→ What you need to do
Please return each entry in the listing exactly.

→ Exercise data
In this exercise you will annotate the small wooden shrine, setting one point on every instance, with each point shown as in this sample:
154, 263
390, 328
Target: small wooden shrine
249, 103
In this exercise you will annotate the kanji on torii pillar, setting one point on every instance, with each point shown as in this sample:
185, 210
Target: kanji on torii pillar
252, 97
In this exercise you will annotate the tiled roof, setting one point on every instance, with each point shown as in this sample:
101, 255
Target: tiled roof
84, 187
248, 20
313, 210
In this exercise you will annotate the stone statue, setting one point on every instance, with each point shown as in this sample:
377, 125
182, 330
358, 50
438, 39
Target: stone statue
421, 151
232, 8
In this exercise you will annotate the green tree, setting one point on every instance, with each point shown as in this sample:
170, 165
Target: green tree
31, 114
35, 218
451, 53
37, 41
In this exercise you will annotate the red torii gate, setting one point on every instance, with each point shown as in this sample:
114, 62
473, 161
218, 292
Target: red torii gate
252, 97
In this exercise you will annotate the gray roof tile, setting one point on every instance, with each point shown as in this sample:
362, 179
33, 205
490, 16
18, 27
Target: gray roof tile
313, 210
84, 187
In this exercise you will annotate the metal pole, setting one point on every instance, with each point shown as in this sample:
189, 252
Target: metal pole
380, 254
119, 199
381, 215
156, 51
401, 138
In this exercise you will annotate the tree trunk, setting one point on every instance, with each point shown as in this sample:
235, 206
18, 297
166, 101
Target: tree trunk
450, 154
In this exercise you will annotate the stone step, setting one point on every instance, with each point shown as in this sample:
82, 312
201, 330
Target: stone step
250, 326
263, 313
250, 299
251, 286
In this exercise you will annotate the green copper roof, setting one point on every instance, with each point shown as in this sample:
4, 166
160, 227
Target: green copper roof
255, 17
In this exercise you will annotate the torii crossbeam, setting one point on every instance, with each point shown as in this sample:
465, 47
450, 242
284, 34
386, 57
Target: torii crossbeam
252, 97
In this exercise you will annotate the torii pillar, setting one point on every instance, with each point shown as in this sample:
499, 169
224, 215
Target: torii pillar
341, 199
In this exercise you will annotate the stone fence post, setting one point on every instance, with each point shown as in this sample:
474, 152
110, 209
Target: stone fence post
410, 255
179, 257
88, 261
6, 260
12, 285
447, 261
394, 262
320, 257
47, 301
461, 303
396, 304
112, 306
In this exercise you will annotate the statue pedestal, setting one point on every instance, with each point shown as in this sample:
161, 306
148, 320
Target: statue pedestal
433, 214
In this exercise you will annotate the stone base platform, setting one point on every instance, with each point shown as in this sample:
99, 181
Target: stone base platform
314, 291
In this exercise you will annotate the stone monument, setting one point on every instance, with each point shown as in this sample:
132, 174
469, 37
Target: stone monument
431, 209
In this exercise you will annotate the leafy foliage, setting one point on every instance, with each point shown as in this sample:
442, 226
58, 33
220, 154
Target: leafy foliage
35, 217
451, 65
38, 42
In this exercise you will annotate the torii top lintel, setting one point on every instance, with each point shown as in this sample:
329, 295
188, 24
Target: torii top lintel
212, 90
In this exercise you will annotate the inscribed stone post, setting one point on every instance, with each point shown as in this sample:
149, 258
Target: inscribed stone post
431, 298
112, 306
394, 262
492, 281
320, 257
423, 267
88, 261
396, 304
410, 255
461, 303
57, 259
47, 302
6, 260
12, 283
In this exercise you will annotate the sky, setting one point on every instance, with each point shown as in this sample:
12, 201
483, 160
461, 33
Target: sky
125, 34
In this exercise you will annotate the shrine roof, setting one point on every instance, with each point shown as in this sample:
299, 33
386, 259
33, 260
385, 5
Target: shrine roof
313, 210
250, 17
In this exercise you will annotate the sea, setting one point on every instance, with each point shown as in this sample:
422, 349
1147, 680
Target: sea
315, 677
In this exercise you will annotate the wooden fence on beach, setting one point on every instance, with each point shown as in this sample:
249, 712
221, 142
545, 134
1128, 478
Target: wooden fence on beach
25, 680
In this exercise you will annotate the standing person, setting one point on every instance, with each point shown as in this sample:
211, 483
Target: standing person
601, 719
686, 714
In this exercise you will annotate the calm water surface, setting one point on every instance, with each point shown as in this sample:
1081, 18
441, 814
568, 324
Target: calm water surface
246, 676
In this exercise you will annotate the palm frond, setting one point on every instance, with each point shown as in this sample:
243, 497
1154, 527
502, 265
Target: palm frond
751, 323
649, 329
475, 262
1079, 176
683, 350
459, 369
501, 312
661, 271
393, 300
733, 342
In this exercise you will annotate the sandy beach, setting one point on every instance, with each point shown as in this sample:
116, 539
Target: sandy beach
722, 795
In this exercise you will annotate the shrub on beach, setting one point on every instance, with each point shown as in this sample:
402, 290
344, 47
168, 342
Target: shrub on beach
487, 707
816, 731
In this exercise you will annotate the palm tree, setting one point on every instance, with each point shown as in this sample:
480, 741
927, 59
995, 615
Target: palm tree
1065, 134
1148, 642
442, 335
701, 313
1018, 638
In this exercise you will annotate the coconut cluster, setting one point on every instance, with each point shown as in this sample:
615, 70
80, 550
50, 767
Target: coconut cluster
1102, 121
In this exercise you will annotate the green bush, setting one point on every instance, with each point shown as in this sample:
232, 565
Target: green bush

→ Your solution
In this exercise you will annotate the small wooden shrine, setting one point on every instance, with each point shown as in this sample:
154, 263
390, 328
Target: small wooden shrine
249, 103
In this exercise you will annotate the kanji on torii pillar, setting one point on every instance, with each point shown as in this sample:
185, 210
Target: kanji on torii pillar
252, 97
In this exercise you will annotate the tiled roof, setting one point on every instance, with each point shown as in this sample:
101, 255
Target: tiled roof
84, 187
248, 20
313, 210
In this exercise you will annotate the stone statue, setting one point on every instance, with each point shown as in this sample:
377, 125
182, 330
358, 50
438, 39
Target: stone statue
421, 151
232, 8
In this exercise you will annotate the green tree, setting one point on every instance, with each point shown as in this sample:
170, 165
Target: green tree
31, 114
35, 218
451, 53
37, 41
In this exercise you will annotate the red torii gate, setting one point on every instance, with each point shown as in this sample:
114, 62
473, 161
218, 292
Target: red torii gate
252, 97
In this exercise you will annotate the gray roof tile, setting one point on every instance, with each point shown as in this sample:
362, 179
33, 205
490, 16
18, 27
Target: gray roof tile
313, 210
84, 187
In this exercise you will annotate the metal pole, setting one point on every instance, with each point shown as in this sample:
189, 252
Target: metal pole
380, 254
119, 199
381, 215
156, 51
401, 138
In this exercise you will annotate the tree trunk, setting one point on every instance, with each point shown as in this sample:
235, 206
18, 297
166, 101
Target: tree trunk
450, 154
In this exercise you will annotate the stone step, setting one point on every instance, with each point shown as in this sample:
82, 312
201, 330
Target: stone step
250, 326
263, 313
250, 299
251, 286
In this exercise you will annotate the green copper roof, setting one point on every instance, with each point shown as in this sample:
4, 166
160, 227
Target: green copper roof
255, 17
In this exercise you will annotate the torii crossbeam, setting one point on every instance, with each point shown as in this sample:
465, 47
450, 242
284, 34
386, 57
Target: torii crossbeam
252, 97
In this exercise you will annotate the torii pillar, setting one point on every instance, with each point shown as in this sample:
499, 169
224, 215
Target: torii pillar
341, 199
In this exercise you will annotate the stone fence post, setting one point on every instance, with each point shown as in this sample:
474, 152
110, 209
Target: stone fence post
410, 255
179, 257
88, 261
6, 260
12, 285
447, 261
394, 262
320, 257
47, 301
461, 303
396, 304
112, 306
In this exercise you will annotate the statue pedestal, setting one point on every instance, with each point shown as in this sample:
161, 306
148, 320
Target: statue pedestal
433, 214
In this exercise you will annotate the stone base platform, setting one point on every instance, with each point shown as in this sample:
99, 181
Target: stone base platform
314, 291
In this exercise you will annotate the stone monument, setting one point on every instance, with each point shown as in this sample:
132, 174
469, 37
Target: stone monument
431, 209
In this exercise you will annotate the leafy foliage, setting one point on every instance, with each point shown as in this sample:
442, 226
58, 33
220, 154
Target: leafy foliage
35, 217
451, 65
38, 42
In this exercise you will annotate the torii top lintel, setting one point on every instance, with each point shown as in this sample:
329, 295
188, 24
Target: torii top lintel
212, 90
In this exercise you will annotate the inscribed stone post, setting one point on every instance, with each point shown as in this sample:
149, 258
Target: inscribed stone post
431, 298
112, 306
394, 262
492, 281
320, 257
423, 267
88, 261
396, 304
410, 255
461, 303
57, 259
47, 302
6, 260
12, 283
In this exercise you will annotate the sky, setting one point on every instance, with each point shown as in this sample:
12, 201
483, 160
461, 33
Target: sky
125, 34
In this exercise you will annotate the shrine roof, setting one point on every instance, with each point shown as in this sample:
299, 33
386, 259
33, 260
385, 5
Target: shrine roof
313, 210
250, 17
In this exercise you will annotate the sea, setting one point on every instance, with each point shown as in this sample:
422, 349
1147, 680
Target: sea
315, 677
In this exercise you will annotate the wooden fence on beach, setting one point on every instance, with each point shown as in this sample:
249, 712
221, 142
545, 134
1128, 478
Target: wooden fence on beach
25, 680
In this exercise you will annotate the standing person, setting one point on every instance, with each point shown as in this sample:
211, 483
Target: standing person
601, 719
686, 714
In this exercise you will annotate the calm water surface, setting one point on every instance, with each point shown as in this sample:
1081, 18
441, 814
568, 324
Target: calm water surface
246, 676
In this exercise you will annotate the palm frond, setting one point on every instance, with each point shown as in this sample:
243, 497
1154, 527
502, 265
Target: palm frond
751, 323
649, 329
475, 262
1079, 176
683, 350
459, 369
501, 312
661, 271
393, 300
733, 342
In this exercise you will annotate the sandy beach, setting one point on every instance, with each point shown as in this sample:
116, 539
Target: sandy beach
722, 795
In this exercise you will annotate the shrub on beach, setting one point on every instance, with each point shown as in this sample:
402, 290
344, 47
168, 342
Target: shrub on beach
487, 707
816, 731
In this exercise you will annotate the palm tree, setting one point on every instance, with each point shown as in this sample:
480, 741
927, 59
995, 615
Target: palm tree
1065, 134
1148, 642
442, 335
701, 313
1018, 638
In this exercise you will annotate the coconut cluster, setting one point on every instance, with each point shown as in this sample:
615, 70
80, 550
50, 767
Target: coconut cluster
1102, 121
In this exercise you will annotate the green bush, setting one point on every instance, with each point shown as in this sample:
232, 565
Target: green bush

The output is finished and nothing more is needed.